* Begin Document *
The film was made only seven years after the Great War’s armistice was reached, a ceasefire which was fresh in the minds of viewers. It was the first war film to tell the story from the perspective of a soldier. It was the first smash-hit box office success for the newly formed MGM studios, and it may well have been the most commercially successful silent film of all-time (though perhaps this title best rests with Birth of a Nation in 1915). The Big Parade was MGM’s biggest hit until Gone With The Wind (1939). It established Director, King Vidor as one of the top directors in Hollywood for the rest of his life. The screenplay for the film was adopted by a semi-autobiographical novel by Laurence Stallings called Plumes.
* End Document *
Exercises to complete -
(1) Condense the paragraph beginning "The film was made only seven years" in the passage on The Big Parade into a short bulleted list that keeps its main facts.
(2) Please transcribe the passage on The Big Parade word for word, starting with "The film was made" and going on through "Laurence Stallings called Plumes.".
* Begin Source material *
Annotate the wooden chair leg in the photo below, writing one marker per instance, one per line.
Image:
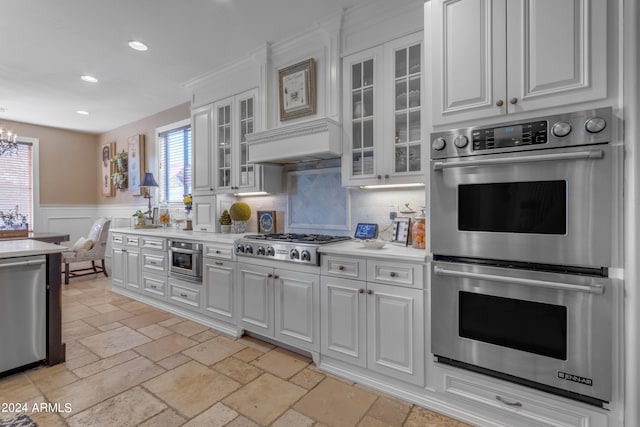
(104, 269)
* End Source material *
Responses in order -
(1)
- Made seven years after the Great War's armistice, which viewers still remembered well
- The first war film told from a soldier's perspective
- MGM's first smash hit and possibly the most commercially successful silent film ever, though Birth of a Nation (1915) may hold that title
- MGM's biggest hit until Gone With The Wind (1939)
- Made King Vidor one of Hollywood's top directors for the rest of his life
- Screenplay drawn from Laurence Stallings's semi-autobiographical novel Plumes

(2)
The film was made only seven years after the Great War’s armistice was reached, a ceasefire which was fresh in the minds of viewers. It was the first war film to tell the story from the perspective of a soldier. It was the first smash-hit box office success for the newly formed MGM studios, and it may well have been the most commercially successful silent film of all-time (though perhaps this title best rests with Birth of a Nation in 1915). The Big Parade was MGM’s biggest hit until Gone With The Wind (1939). It established Director, King Vidor as one of the top directors in Hollywood for the rest of his life. The screenplay for the film was adopted by a semi-autobiographical novel by Laurence Stallings called Plumes.